» **INSTRUCCIÓN**:
Repite sin cambios las líneas de los datos que van desde la que contiene "attic window. Return a box per instance." hasta la que contiene "[101,0,115,80]", ambas incluidas.

━━━━━━━━━━━━━━━━━━━━

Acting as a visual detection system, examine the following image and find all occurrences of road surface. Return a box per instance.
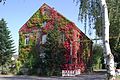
[0,74,106,80]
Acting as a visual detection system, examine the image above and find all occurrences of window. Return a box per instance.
[25,34,30,45]
[61,32,66,42]
[42,35,47,44]
[42,21,46,27]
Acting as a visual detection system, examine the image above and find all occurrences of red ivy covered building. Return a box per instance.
[19,4,92,76]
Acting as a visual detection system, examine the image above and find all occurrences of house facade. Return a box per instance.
[19,4,92,76]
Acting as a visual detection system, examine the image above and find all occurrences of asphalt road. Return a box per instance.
[0,74,106,80]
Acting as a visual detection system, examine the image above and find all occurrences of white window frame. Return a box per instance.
[25,34,30,45]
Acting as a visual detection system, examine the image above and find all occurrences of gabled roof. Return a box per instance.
[19,3,89,39]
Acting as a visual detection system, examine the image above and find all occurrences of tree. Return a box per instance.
[44,22,65,76]
[74,0,115,79]
[0,19,15,74]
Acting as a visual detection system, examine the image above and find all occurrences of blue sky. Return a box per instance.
[0,0,94,54]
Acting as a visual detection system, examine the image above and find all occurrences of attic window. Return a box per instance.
[60,32,66,42]
[25,34,30,45]
[42,21,47,27]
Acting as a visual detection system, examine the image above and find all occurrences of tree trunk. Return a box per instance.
[101,0,115,80]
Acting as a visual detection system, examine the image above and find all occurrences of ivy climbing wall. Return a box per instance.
[19,4,92,71]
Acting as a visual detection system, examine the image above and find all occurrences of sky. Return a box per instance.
[0,0,94,54]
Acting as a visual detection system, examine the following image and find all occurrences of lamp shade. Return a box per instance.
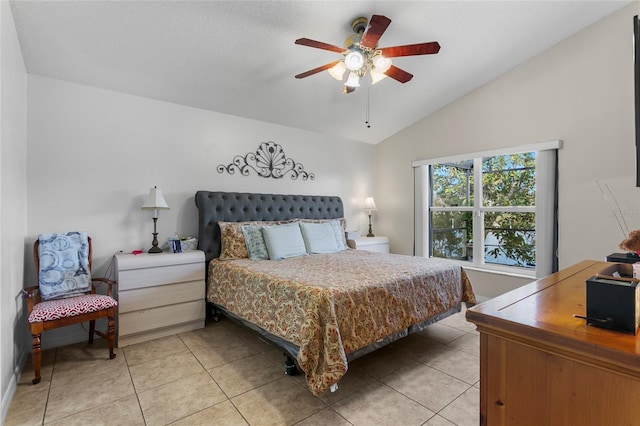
[142,186,169,210]
[363,197,378,211]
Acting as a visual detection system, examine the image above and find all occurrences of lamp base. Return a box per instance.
[148,231,162,253]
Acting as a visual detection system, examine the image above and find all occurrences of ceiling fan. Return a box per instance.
[296,15,440,93]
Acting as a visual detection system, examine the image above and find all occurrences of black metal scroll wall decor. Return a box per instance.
[218,142,316,180]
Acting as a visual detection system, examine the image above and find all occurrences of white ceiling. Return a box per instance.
[11,1,631,143]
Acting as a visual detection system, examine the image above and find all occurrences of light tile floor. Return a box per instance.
[5,311,479,426]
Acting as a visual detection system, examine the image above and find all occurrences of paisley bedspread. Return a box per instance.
[207,249,475,395]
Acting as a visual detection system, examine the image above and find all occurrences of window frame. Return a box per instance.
[412,140,562,277]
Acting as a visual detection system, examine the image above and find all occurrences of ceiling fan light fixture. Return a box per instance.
[344,71,360,87]
[344,50,364,71]
[371,55,391,73]
[327,61,347,81]
[369,70,387,84]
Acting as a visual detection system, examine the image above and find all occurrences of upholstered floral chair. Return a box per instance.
[24,232,118,384]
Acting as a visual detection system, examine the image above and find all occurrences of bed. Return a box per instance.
[195,191,475,395]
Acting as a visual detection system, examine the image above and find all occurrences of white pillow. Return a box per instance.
[300,222,339,254]
[262,223,307,260]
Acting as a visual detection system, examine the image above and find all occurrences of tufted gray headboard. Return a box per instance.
[195,191,344,262]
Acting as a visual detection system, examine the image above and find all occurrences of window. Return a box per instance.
[414,141,560,276]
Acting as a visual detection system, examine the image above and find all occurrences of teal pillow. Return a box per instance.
[242,225,269,260]
[329,220,349,251]
[300,222,339,254]
[262,223,307,260]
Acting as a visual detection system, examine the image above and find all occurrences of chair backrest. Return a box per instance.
[33,232,92,300]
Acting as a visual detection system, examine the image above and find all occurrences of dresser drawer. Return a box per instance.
[118,299,205,337]
[118,280,205,315]
[118,263,205,291]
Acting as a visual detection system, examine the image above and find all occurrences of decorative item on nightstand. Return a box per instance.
[363,197,378,237]
[142,186,169,253]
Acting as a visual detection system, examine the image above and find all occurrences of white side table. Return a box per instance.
[354,237,389,253]
[115,250,206,347]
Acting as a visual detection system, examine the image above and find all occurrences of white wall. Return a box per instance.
[0,1,29,423]
[25,75,374,348]
[375,2,640,296]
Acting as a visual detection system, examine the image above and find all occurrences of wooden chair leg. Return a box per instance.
[31,333,42,385]
[107,316,116,359]
[89,320,96,345]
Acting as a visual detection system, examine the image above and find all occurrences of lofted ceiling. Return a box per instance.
[11,0,631,144]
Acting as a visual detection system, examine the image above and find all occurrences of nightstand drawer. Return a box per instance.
[118,263,205,291]
[118,281,205,314]
[116,250,206,347]
[118,299,206,336]
[354,237,389,253]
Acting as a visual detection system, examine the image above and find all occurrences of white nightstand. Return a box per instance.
[353,237,389,253]
[115,250,206,347]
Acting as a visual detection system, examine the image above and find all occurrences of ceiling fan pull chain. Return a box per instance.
[364,87,371,129]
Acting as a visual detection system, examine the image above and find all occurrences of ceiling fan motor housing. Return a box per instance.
[344,16,369,49]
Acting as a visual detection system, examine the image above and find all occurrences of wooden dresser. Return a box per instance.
[116,250,206,347]
[466,261,640,426]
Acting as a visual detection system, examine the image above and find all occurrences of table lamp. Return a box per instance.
[142,186,169,253]
[363,197,378,237]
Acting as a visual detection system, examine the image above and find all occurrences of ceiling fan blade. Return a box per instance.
[296,38,346,53]
[380,41,440,58]
[384,65,413,83]
[296,61,340,78]
[360,15,391,49]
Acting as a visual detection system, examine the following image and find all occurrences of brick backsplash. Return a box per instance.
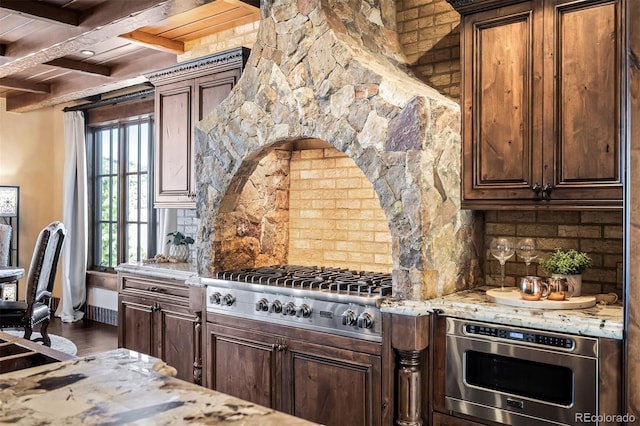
[478,211,624,295]
[289,148,392,272]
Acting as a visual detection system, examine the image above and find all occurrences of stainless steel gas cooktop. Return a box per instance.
[200,265,392,341]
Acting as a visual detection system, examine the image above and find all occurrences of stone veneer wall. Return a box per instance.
[478,211,624,296]
[215,150,291,270]
[195,0,478,299]
[396,0,461,100]
[288,148,393,273]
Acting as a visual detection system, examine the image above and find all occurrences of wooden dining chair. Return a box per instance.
[0,222,67,346]
[0,223,11,266]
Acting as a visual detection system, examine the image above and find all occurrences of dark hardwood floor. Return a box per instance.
[48,317,118,356]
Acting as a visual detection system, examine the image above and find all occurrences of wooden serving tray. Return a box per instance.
[487,288,596,309]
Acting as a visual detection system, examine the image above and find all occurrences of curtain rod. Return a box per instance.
[62,89,154,112]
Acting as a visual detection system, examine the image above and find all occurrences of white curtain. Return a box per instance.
[156,209,178,255]
[56,111,89,322]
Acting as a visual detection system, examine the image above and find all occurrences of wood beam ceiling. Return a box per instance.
[0,0,80,26]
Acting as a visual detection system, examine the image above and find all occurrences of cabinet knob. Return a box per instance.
[296,303,311,318]
[222,294,236,306]
[342,309,358,325]
[269,299,282,314]
[531,182,542,197]
[209,291,222,305]
[282,302,296,315]
[358,312,373,328]
[256,297,269,312]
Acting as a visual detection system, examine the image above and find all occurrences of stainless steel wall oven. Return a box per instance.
[445,318,598,426]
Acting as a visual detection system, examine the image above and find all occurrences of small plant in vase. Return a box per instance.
[540,248,591,296]
[167,231,194,262]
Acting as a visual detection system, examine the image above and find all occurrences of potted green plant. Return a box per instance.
[167,231,194,262]
[540,248,591,296]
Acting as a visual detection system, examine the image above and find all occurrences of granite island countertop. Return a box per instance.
[0,349,315,426]
[382,286,624,340]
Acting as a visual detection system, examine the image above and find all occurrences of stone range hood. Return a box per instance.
[195,0,478,300]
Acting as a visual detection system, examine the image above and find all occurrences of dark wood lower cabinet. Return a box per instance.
[205,314,392,426]
[118,275,202,384]
[433,413,484,426]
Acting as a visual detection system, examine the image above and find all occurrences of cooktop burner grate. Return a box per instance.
[216,265,392,297]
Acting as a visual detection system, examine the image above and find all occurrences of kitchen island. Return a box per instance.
[0,349,315,426]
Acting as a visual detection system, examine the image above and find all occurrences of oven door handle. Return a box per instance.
[507,398,524,410]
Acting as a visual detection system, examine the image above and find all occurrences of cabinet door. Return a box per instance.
[156,303,201,383]
[281,340,383,426]
[462,0,543,204]
[154,81,195,208]
[205,323,281,410]
[544,0,624,206]
[118,296,156,356]
[194,69,241,121]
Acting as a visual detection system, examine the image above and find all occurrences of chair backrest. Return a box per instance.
[0,223,11,266]
[26,222,67,305]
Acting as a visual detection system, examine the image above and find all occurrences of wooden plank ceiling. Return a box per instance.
[0,0,260,112]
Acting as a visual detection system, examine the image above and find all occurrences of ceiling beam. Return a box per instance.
[0,78,51,93]
[0,0,80,26]
[0,0,213,77]
[120,30,184,55]
[6,51,176,112]
[44,58,111,77]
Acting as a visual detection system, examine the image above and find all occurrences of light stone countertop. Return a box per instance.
[0,349,315,426]
[116,262,198,281]
[382,286,624,340]
[116,262,624,340]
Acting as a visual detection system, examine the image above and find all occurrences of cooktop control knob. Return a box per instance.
[256,297,269,312]
[296,303,311,318]
[282,302,296,315]
[358,312,373,328]
[342,309,358,325]
[222,293,236,306]
[209,291,222,305]
[269,299,282,314]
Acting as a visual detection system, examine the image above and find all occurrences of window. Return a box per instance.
[88,115,156,270]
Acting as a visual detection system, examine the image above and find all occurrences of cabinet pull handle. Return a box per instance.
[531,182,542,197]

━━━━━━━━━━━━━━━━━━━━

» **SOLUCIÓN**:
Acting as a visual detection system, examine the image above and find all occurrences of attic window. Return a box per instance.
[60,32,66,42]
[25,34,30,45]
[42,21,47,27]
Acting as a visual detection system, examine the image above and find all occurrences of tree trunk. Return a box per instance.
[101,0,115,80]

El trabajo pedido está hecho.